__Task details__
Identify the line in which "of the mottled" appears, then reproduce that line and all remaining lines of the records word for word.

__Material provided__

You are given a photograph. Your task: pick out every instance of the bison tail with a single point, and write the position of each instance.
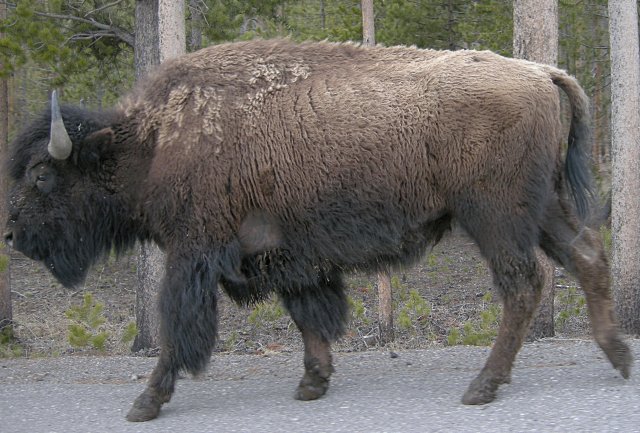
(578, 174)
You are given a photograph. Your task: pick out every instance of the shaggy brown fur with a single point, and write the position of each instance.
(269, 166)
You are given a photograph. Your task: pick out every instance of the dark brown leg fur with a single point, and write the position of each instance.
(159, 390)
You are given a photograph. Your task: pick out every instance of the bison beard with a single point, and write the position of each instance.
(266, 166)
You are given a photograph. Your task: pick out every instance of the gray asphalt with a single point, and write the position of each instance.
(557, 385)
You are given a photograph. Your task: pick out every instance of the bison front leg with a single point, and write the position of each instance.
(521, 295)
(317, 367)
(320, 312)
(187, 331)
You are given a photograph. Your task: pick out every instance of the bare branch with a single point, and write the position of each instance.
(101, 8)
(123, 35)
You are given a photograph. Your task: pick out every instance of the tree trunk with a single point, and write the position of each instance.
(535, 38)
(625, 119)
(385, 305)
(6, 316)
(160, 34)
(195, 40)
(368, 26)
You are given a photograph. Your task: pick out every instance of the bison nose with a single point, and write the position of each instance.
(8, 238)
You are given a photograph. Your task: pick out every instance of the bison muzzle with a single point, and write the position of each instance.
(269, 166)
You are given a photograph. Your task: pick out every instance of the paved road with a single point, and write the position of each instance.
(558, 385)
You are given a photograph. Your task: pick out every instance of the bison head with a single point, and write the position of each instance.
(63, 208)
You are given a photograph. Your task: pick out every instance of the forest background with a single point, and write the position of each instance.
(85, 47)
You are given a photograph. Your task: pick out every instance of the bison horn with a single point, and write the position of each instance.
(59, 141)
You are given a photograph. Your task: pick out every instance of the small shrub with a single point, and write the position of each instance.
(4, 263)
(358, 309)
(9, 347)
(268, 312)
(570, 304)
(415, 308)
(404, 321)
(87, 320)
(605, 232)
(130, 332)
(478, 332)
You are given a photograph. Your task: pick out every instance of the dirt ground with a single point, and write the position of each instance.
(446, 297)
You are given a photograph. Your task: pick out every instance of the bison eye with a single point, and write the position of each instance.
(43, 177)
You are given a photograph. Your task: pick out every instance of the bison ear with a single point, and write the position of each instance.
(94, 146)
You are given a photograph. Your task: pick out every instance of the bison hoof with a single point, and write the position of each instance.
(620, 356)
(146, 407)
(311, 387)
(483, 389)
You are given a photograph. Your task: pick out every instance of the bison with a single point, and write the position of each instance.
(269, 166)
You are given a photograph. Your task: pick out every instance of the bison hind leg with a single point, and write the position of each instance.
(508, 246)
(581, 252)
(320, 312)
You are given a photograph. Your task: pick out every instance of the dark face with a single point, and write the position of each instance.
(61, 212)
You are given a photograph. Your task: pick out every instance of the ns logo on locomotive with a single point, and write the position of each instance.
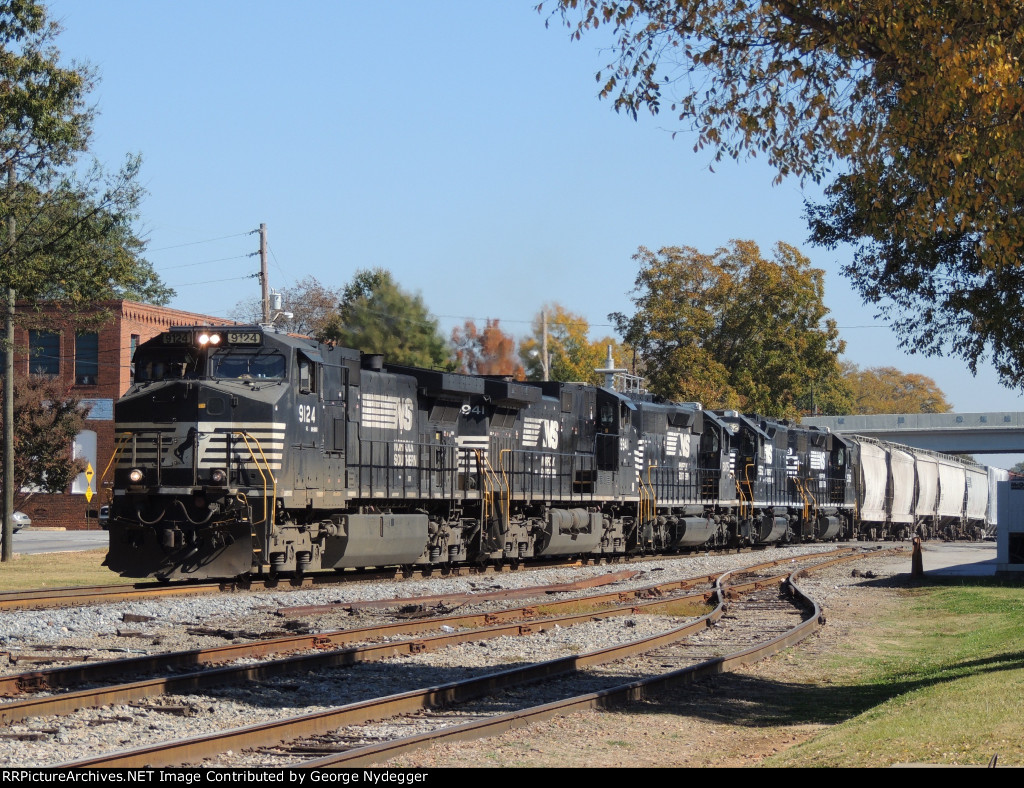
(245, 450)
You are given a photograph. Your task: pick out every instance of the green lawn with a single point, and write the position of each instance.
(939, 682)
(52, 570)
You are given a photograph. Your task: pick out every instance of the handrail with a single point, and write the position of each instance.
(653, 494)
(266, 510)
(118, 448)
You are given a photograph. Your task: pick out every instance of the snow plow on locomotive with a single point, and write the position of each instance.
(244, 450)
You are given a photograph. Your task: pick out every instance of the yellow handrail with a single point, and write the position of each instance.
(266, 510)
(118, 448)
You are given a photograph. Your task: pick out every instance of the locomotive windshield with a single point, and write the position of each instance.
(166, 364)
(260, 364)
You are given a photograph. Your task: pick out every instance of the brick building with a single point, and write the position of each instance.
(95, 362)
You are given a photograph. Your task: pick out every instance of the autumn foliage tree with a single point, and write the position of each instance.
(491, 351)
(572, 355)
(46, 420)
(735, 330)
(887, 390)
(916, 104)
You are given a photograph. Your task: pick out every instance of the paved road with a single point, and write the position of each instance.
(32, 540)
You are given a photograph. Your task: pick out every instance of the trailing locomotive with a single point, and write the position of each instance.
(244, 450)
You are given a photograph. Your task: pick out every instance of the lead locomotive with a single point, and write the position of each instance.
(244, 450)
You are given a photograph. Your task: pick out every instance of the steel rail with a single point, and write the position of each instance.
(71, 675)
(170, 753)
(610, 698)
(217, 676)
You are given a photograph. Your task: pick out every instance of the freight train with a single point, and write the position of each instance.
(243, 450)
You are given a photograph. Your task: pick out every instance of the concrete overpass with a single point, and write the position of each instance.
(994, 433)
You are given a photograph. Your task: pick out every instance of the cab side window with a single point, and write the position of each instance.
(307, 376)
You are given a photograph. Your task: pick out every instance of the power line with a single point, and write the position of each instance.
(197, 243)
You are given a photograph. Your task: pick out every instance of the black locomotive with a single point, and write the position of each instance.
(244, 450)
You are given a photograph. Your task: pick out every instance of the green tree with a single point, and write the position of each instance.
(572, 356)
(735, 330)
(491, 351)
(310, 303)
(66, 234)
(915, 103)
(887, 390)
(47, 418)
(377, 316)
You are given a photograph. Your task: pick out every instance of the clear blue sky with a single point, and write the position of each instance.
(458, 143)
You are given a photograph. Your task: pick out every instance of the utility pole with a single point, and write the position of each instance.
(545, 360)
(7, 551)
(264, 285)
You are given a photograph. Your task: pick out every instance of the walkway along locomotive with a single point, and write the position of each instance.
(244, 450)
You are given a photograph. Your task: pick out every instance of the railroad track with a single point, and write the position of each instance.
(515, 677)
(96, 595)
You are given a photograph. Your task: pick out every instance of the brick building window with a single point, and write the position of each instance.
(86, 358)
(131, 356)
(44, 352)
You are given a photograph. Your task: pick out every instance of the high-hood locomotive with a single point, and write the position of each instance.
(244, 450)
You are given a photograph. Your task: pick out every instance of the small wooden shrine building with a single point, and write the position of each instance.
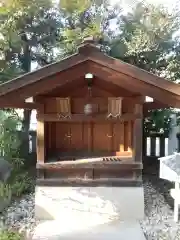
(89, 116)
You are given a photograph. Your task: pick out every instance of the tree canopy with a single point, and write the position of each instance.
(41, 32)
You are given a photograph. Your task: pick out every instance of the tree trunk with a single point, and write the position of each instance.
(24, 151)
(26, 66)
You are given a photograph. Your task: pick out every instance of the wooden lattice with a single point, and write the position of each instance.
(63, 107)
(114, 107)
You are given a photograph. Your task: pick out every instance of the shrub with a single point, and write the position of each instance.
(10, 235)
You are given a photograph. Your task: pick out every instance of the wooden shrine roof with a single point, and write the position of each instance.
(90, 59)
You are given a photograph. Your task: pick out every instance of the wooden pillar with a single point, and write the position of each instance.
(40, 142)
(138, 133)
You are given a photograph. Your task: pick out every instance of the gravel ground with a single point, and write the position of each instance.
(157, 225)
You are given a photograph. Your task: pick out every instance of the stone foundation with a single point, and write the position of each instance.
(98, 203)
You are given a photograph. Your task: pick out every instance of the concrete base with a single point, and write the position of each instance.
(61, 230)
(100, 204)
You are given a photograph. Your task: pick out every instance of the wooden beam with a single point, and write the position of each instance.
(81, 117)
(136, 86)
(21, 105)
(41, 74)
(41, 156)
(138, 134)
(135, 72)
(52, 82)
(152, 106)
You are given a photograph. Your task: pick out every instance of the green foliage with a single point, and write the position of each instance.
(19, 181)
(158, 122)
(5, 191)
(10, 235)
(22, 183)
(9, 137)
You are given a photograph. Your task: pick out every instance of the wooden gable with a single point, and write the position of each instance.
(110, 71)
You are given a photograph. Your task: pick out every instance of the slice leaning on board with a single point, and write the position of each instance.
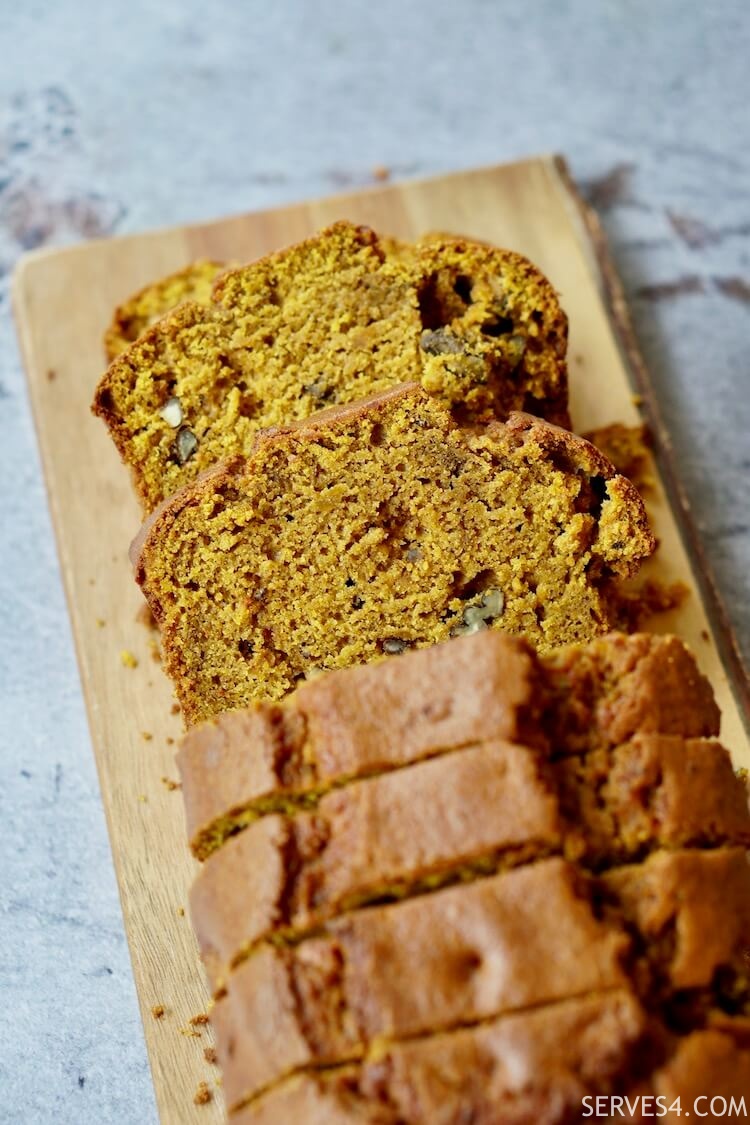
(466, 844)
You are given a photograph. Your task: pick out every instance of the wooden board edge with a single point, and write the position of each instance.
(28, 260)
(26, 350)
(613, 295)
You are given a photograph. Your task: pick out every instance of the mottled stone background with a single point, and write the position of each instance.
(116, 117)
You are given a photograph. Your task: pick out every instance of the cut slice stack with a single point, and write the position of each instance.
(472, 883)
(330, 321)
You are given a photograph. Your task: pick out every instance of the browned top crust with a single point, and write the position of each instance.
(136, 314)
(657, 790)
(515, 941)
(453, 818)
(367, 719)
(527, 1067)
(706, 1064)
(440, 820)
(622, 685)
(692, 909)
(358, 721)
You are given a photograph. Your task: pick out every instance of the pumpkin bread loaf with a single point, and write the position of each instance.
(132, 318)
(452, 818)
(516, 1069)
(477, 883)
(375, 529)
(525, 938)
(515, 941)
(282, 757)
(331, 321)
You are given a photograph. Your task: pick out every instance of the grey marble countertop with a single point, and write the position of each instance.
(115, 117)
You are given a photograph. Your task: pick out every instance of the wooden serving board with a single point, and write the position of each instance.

__Task result__
You are given a photograph. Your task: pick out every instance of the mottled stone background with a single point, and write the position of each instance.
(116, 117)
You are given a photograph. Your task: pick out every instance of the cut slice stack with a single point, and write the position of each instance.
(472, 883)
(330, 321)
You are given a photograph. Your task: pick out every instance of the browned top crust with a single point, and write the position of each instance.
(136, 314)
(657, 790)
(515, 941)
(453, 818)
(367, 719)
(527, 1067)
(706, 1064)
(440, 820)
(622, 685)
(692, 909)
(358, 721)
You are given a photograph. Your task: pick out every instance of the pumpkin bread loaf with a single point, and write the position of each instance.
(132, 318)
(452, 818)
(516, 1069)
(477, 883)
(375, 529)
(525, 938)
(515, 941)
(282, 757)
(331, 321)
You are given a photograph. Your task: pick out every instance of the grey marble countertop with a single point, and write the position of each instance.
(115, 117)
You are given a photograph. Your task: pick out every instance of the wooden serving board with a single point, and write the position of each instance.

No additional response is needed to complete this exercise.